Wow, no guide data. That would mean all the users they just got by selling the discounted LiquidTV setup all just bought a product that less than a month later won't work as advertised... I would think they would HAVE to continue to provide guide data or provide some sort of upgrade path to something viable. Or get sued for misrepresenting their product.


----------



## travisc77 (May 26, 2005)

I guess a bummer if planned to use it as advertised, I bought mine for $30 just for the tuner and the remote. I figured it was a good deal just for those items.

I can always use another remote and the tuner is a decent one.


----------



## sledhed (Aug 29, 2005)

travisc77 said:


> I guess a bummer if planned to use it as advertised, I bought mine for $30 just for the tuner and the remote. I figured it was a good deal just for those items.
> 
> I can always use another remote and the tuner is a decent one.


That is mainly why I bought mine too, but I do like my TiVos as well and the idea of making my PC act like a TiVo was appealing. Just didn't work too well in execution. If indeed there is no guide data any more then I am not going to try to solve my install / run problems.


----------



## timmie88 (Jan 5, 2010)

Latest message on the Nero board still shows no resolution for the guide issue for LiquidTV.

BTW, since I'm not getting guide data, I switched to Windows Media Center (since I installed on Windows Vista Ultimate), and it appears that Media Center is a lot less CPU intensive than LiquidTV. The channels that weren't working under LiquidTV all come in under Windows Media Center. Apparently the extra CPU usage causes them not to render under LiquidTV (specifically those channels that are higher in quality).

My PC is a Athlon II X2 and I'm surprised it's barely enough CPU for LiquidTV.

Oh and as someone else mentioned elsewhere, the Tivo remote and receiver that comes with the Nero package does work with Windows Media Center (at least channel change, fast forward, rewind and record work).


----------



## sledhed (Aug 29, 2005)

timmie88 said:


> Latest message on the Nero board still shows no resolution for the guide issue for LiquidTV.
> 
> BTW, since I'm not getting guide data, I switched to Windows Media Center (since I installed on Windows Vista Ultimate), and it appears that Media Center is a lot less CPU intensive than LiquidTV. The channels that weren't working under LiquidTV all come in under Windows Media Center. Apparently the extra CPU usage causes them not to render under LiquidTV (specifically those channels that are higher in quality).
> 
> ...


Interesting. I was going to try to use it on a Celeron D 2.8GHz, probably would not have worked too well on there if your dual-core was hit that hard...

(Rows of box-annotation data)

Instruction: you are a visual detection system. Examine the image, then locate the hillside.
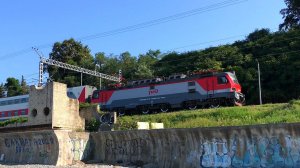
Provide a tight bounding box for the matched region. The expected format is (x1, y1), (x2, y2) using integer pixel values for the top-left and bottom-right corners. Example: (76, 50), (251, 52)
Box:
(116, 100), (300, 130)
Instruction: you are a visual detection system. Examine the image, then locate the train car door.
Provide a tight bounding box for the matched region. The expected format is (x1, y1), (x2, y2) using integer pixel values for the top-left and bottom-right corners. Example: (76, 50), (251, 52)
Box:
(188, 81), (197, 100)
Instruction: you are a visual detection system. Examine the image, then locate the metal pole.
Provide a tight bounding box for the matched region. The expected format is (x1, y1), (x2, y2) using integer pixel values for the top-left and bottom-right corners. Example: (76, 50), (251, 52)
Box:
(38, 62), (44, 86)
(256, 59), (262, 105)
(80, 72), (82, 86)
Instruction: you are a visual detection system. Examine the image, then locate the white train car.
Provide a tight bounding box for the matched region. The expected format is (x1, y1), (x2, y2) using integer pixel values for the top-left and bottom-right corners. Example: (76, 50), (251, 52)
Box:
(0, 85), (96, 122)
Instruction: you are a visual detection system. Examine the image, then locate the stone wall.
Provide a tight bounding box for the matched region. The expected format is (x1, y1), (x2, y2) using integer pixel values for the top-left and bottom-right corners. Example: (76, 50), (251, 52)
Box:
(26, 82), (85, 130)
(91, 124), (300, 168)
(0, 130), (90, 165)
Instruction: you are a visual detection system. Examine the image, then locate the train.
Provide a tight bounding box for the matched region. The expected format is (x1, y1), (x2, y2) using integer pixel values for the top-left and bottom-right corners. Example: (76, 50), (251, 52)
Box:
(92, 71), (245, 115)
(0, 85), (96, 122)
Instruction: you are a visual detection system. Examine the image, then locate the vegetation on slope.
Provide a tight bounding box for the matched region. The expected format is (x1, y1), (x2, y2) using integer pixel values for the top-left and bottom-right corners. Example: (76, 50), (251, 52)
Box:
(116, 100), (300, 130)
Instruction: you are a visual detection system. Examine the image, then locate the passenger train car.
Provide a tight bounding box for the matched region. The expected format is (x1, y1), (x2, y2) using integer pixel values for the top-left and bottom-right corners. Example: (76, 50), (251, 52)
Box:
(92, 72), (245, 115)
(0, 86), (96, 122)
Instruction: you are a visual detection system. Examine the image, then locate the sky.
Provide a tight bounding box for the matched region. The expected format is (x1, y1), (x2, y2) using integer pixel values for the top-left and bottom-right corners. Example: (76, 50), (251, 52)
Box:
(0, 0), (286, 85)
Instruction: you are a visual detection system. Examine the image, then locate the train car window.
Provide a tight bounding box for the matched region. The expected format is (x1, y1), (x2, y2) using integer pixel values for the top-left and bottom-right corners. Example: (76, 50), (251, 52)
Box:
(21, 98), (26, 103)
(15, 99), (20, 104)
(189, 89), (196, 93)
(150, 85), (155, 90)
(188, 81), (195, 86)
(0, 101), (6, 106)
(92, 92), (99, 99)
(21, 109), (26, 115)
(218, 76), (228, 84)
(228, 73), (239, 84)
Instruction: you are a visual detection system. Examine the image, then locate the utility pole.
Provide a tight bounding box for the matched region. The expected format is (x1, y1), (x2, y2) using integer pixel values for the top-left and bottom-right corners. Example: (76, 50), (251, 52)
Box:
(33, 48), (121, 86)
(256, 59), (262, 105)
(95, 63), (102, 90)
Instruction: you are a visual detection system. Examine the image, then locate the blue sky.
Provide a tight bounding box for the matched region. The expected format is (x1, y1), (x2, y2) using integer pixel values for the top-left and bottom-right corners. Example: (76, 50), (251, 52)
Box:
(0, 0), (285, 84)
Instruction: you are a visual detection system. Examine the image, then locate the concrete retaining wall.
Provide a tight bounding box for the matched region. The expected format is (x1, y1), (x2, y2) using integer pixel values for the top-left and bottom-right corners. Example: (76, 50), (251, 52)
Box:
(0, 124), (300, 168)
(0, 130), (90, 165)
(91, 124), (300, 168)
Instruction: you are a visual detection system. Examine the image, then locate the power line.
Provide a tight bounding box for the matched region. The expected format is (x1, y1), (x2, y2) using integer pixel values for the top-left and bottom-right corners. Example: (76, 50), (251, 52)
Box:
(0, 0), (248, 59)
(79, 0), (247, 41)
(160, 36), (300, 63)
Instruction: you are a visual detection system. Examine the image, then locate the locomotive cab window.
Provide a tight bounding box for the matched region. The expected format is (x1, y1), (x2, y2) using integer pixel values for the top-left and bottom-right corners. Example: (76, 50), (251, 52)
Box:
(150, 85), (155, 90)
(218, 76), (228, 84)
(93, 92), (99, 99)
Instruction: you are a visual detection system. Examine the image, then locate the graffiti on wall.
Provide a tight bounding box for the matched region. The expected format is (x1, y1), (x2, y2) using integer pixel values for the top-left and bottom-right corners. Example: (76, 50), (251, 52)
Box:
(0, 153), (5, 162)
(200, 135), (300, 167)
(4, 136), (54, 157)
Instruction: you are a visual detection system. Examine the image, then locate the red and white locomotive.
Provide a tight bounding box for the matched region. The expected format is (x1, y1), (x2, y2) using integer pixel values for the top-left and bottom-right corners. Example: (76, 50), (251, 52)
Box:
(92, 72), (245, 115)
(0, 86), (96, 121)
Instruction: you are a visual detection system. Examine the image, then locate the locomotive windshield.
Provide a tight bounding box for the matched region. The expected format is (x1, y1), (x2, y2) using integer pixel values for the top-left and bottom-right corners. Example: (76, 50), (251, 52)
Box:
(92, 91), (99, 99)
(228, 73), (239, 84)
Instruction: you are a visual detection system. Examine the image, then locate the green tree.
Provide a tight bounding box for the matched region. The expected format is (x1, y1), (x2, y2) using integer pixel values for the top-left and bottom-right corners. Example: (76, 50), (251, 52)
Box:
(134, 50), (160, 79)
(279, 0), (300, 30)
(4, 78), (22, 97)
(21, 75), (29, 95)
(46, 38), (96, 87)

- _Given problem_
Answer these questions from the forum thread:
1. How much did travisc77 pay for the LiquidTV setup?
2. What processor is in timmie88's PC?
3. On what processor was sledhed going to try LiquidTV?

- _Response for this exercise_
1. $30
2. An Athlon II X2
3. A Celeron D 2.8GHz